Document section —

# Train Show tomorrow......



## flyguy55 (Apr 20, 2015)

Anyone in the Erie Pa. or northern Ohio area I wll be setting up at the Erie Pa. Train Show with a nice selection of post war Flyer.Stop by and say hello or any requests I may have it....


----------



## mopac (Feb 24, 2011)

Hope you have a good show. A little too far away for me.


----------



## yd328 (Dec 19, 2017)

Have a good show, a bit far for me also.

Gary


----------



## upsman55 (Jan 11, 2013)

Im sorry I missed it. Im only about 90 miles, but I missed your post and havent been checking for shows lately. My loss. Would have been great to say hello and check out your set up.


----------



## flyguy55 (Apr 20, 2015)

upsman sorry I missed you I am actually the fedexman for the last 40 years still going strong.We could have compared notes.Here is some of what you missed,,,,,,,,


----------



## upsman55 (Jan 11, 2013)

flyguy55 said:


> upsman sorry I missed you I am actually the fedexman for the last 40 years still going strong.We could have compared notes.Here is some of what you missed,,,,,,,,


40 years and still going! That is an accomplishment in the package delivery game. And I do have my fair share of stories to share! I should put an X in front of my upsman though since I left it a while back. But thanks for sharing the photos of the Erie show. You have quite a selection. Ill keep my eyes open for the next show there.


----------



## flyernut (Oct 31, 2010)

You should have brought some of those engines to Batavia when we met. I would have taken more off your hands, but now, my excess cash is going towards my new car.


----------



## flyguy55 (Apr 20, 2015)

Trains ......Cars.....Women....I am familiar with those vices....


----------



## BrokeCurmudgeon (Feb 8, 2016)

flyguy55 said:


> Trains ......Cars.....Women....I am familiar with those vices....


I know what trains and cars are, but I can't remember what women are? It seems to me, as I recall, that they are all what one spends ones money on...:smilie_daumenpos:


----------



## yd328 (Dec 19, 2017)

Broke, 
It looks like your memory is still intact

Gary


----------



## yd328 (Dec 19, 2017)

Flyguy,
That's a nice selection you have there.

Gary


----------



## flyguy55 (Apr 20, 2015)

To flyernut FYI the Batavia NY show is March 25th but in a new location.Being held at Genesee Community College....I will post more info as it coes closer....


----------

The data —
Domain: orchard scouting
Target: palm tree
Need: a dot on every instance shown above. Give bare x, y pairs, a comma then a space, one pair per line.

Problem set —
**a.** Answer these questions from the train show thread:
(i) About how far away from the show does upsman55 say he is?
(ii) For how many years has flyguy55 been the FedEx man?
(iii) On what date, and at what location, will the Batavia NY show be held?
**b.** Reproduce the passage of the train show thread from "To flyernut FYI" to "it coes closer....".

Your written answers —
**a.**
(i) About 90 miles.
(ii) 40 years.
(iii) March 25th, at Genesee Community College.

**b.**
To flyernut FYI the Batavia NY show is March 25th but in a new location.Being held at Genesee Community College....I will post more info as it coes closer....